• _What is required_:
Give the entries again, word for word.

• _Records for this exercise_:
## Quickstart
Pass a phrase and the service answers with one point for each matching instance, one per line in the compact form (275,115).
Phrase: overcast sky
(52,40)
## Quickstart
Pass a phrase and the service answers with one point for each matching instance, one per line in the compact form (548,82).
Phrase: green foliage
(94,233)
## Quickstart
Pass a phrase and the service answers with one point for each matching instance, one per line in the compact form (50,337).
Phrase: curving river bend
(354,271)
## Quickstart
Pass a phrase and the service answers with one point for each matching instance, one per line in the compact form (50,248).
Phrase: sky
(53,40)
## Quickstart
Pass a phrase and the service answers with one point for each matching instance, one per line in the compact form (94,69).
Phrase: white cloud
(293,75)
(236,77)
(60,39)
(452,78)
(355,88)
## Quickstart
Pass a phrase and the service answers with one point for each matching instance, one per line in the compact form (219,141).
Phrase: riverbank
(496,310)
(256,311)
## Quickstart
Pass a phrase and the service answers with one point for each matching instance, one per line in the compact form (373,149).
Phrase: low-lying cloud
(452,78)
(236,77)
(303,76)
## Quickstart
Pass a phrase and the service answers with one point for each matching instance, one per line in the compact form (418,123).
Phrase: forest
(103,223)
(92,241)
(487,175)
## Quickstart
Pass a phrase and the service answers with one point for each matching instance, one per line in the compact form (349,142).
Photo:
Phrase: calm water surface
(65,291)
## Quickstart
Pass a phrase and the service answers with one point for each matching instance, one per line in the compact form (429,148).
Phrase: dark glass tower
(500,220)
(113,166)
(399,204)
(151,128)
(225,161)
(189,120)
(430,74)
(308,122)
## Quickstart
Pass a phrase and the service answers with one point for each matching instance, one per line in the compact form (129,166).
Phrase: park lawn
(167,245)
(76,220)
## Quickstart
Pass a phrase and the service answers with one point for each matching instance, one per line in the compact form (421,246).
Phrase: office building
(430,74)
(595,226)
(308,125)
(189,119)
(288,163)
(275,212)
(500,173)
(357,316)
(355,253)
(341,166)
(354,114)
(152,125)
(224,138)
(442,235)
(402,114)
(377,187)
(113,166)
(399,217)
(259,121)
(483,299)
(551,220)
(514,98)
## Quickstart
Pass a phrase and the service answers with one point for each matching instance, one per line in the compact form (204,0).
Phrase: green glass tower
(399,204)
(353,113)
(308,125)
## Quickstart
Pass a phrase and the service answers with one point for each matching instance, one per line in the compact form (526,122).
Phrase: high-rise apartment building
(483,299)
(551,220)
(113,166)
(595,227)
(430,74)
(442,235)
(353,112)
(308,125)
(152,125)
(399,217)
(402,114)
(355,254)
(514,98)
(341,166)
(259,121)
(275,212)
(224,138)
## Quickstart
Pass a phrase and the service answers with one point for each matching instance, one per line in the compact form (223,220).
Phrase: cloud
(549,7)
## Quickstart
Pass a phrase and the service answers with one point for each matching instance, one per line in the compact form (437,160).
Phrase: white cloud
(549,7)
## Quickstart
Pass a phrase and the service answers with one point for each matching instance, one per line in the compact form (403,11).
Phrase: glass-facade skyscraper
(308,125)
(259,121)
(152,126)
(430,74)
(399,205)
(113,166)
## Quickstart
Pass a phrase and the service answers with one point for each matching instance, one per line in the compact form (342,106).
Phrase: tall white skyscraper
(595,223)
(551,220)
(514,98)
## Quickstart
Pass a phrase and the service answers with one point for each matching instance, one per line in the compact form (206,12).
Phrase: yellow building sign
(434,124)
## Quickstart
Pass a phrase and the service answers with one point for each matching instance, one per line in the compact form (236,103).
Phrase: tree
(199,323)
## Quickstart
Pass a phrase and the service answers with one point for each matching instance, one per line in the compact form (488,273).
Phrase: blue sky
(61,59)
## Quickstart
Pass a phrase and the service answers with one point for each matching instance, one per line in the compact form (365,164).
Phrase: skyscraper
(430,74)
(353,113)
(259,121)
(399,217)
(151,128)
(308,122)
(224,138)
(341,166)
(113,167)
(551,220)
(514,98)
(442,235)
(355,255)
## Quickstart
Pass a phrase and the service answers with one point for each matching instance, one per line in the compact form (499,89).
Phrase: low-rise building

• _In response_:
## Quickstart
Pass a phrase and the service answers with one point for each matching instance, one per line in the compact form (275,115).
Phrase: overcast sky
(52,40)
## Quickstart
Pass a phrase and the service answers with one point for each matching instance, one per line in the compact form (548,82).
Phrase: green foliage
(94,233)
## Quickstart
Pass a phrase and the service answers with one point for each matching instance, one per line in the compact form (50,337).
Phrase: curving river bend
(354,271)
## Quickstart
Pass a phrase and the service answers with one point for each matching instance, one per line in the compact form (50,248).
Phrase: sky
(53,40)
## Quickstart
Pass a phrase and the service answers with one point for each matching instance, one per line in the compact form (94,69).
Phrase: white cloud
(293,75)
(236,77)
(60,39)
(452,78)
(355,88)
## Quickstart
Pass a phrase and the service answers with one point for each matching instance, one per line in the compact form (219,141).
Phrase: riverbank
(496,310)
(256,311)
## Quickstart
Pass a phrase and the service answers with one point for each matching instance, one per line in the compact form (373,149).
Phrase: low-lying cloud
(452,78)
(236,77)
(303,76)
## Quickstart
Pass a phrase and the service answers with one point for each matching instance, one per line in the compact form (418,123).
Phrase: forest
(103,223)
(92,241)
(487,175)
## Quickstart
Pass a phrase and the service answers with one point for each matching instance, one per line in the compact form (349,142).
Photo:
Phrase: calm water surface
(65,291)
## Quickstart
Pass a phrase and the service answers with one point for each matching instance, one per line in the compact form (429,148).
Phrase: dark glass tower
(500,220)
(113,166)
(399,204)
(151,128)
(225,161)
(189,120)
(430,74)
(308,122)
## Quickstart
Pass a phrase and the service answers with one point for each matching instance, one per line in the compact form (129,166).
Phrase: park lawn
(167,245)
(76,220)
## Quickstart
Pass a phrase and the service answers with one point for each matching instance, one per line in the compact form (421,246).
Phrase: office building
(430,74)
(595,226)
(308,125)
(189,119)
(288,163)
(275,212)
(500,173)
(357,316)
(355,253)
(341,166)
(354,114)
(152,125)
(224,138)
(442,235)
(402,114)
(377,187)
(113,166)
(399,217)
(259,121)
(483,299)
(551,220)
(514,98)
## Quickstart
Pass a phrase and the service answers with one point for each matching instance, one per line in the compact form (204,0).
Phrase: green glass tower
(399,204)
(353,113)
(308,125)
## Quickstart
Pass a phrase and the service answers with one point for each matching instance, one per line in the compact form (526,122).
Phrase: high-rise apartment building
(483,299)
(551,220)
(113,166)
(595,227)
(430,74)
(442,235)
(353,112)
(308,125)
(152,125)
(399,217)
(402,114)
(355,254)
(514,98)
(341,166)
(259,121)
(275,212)
(224,138)
## Quickstart
Pass a phrase and the service answers with one point for each matching instance, one per line in the compact form (223,220).
Phrase: cloud
(549,7)
## Quickstart
Pass a phrase and the service answers with one point for each matching instance, one per line in the compact form (437,160).
Phrase: white cloud
(549,7)
## Quickstart
Pass a phrase and the service answers with one point for each matching instance, one per line in the compact form (403,11).
Phrase: glass-facade skyscraper
(308,125)
(259,121)
(152,126)
(430,74)
(399,205)
(113,166)
## Quickstart
Pass a phrase and the service answers with one point for each matching instance, one per line in the compact form (342,106).
Phrase: tall white skyscraper
(595,223)
(551,220)
(514,98)
## Quickstart
Pass a phrase and the service answers with one point for each matching instance, one per line in the compact form (206,12).
Phrase: yellow building sign
(434,124)
## Quickstart
Pass a phrase and the service answers with one point for each matching instance, one per line in the compact form (236,103).
Phrase: tree
(199,323)
## Quickstart
Pass a phrase and the service answers with one point for each matching instance, one per line in the compact form (488,273).
Phrase: blue sky
(61,59)
## Quickstart
Pass a phrase and the service answers with one point for each matching instance, one per line in the compact form (365,164).
Phrase: skyscraper
(430,74)
(353,113)
(259,121)
(399,217)
(151,128)
(308,122)
(224,138)
(341,166)
(113,167)
(551,220)
(514,98)
(442,235)
(355,255)
## Quickstart
Pass a phrase and the service answers with one point for each matching instance, one per line in the compact form (499,89).
Phrase: low-rise building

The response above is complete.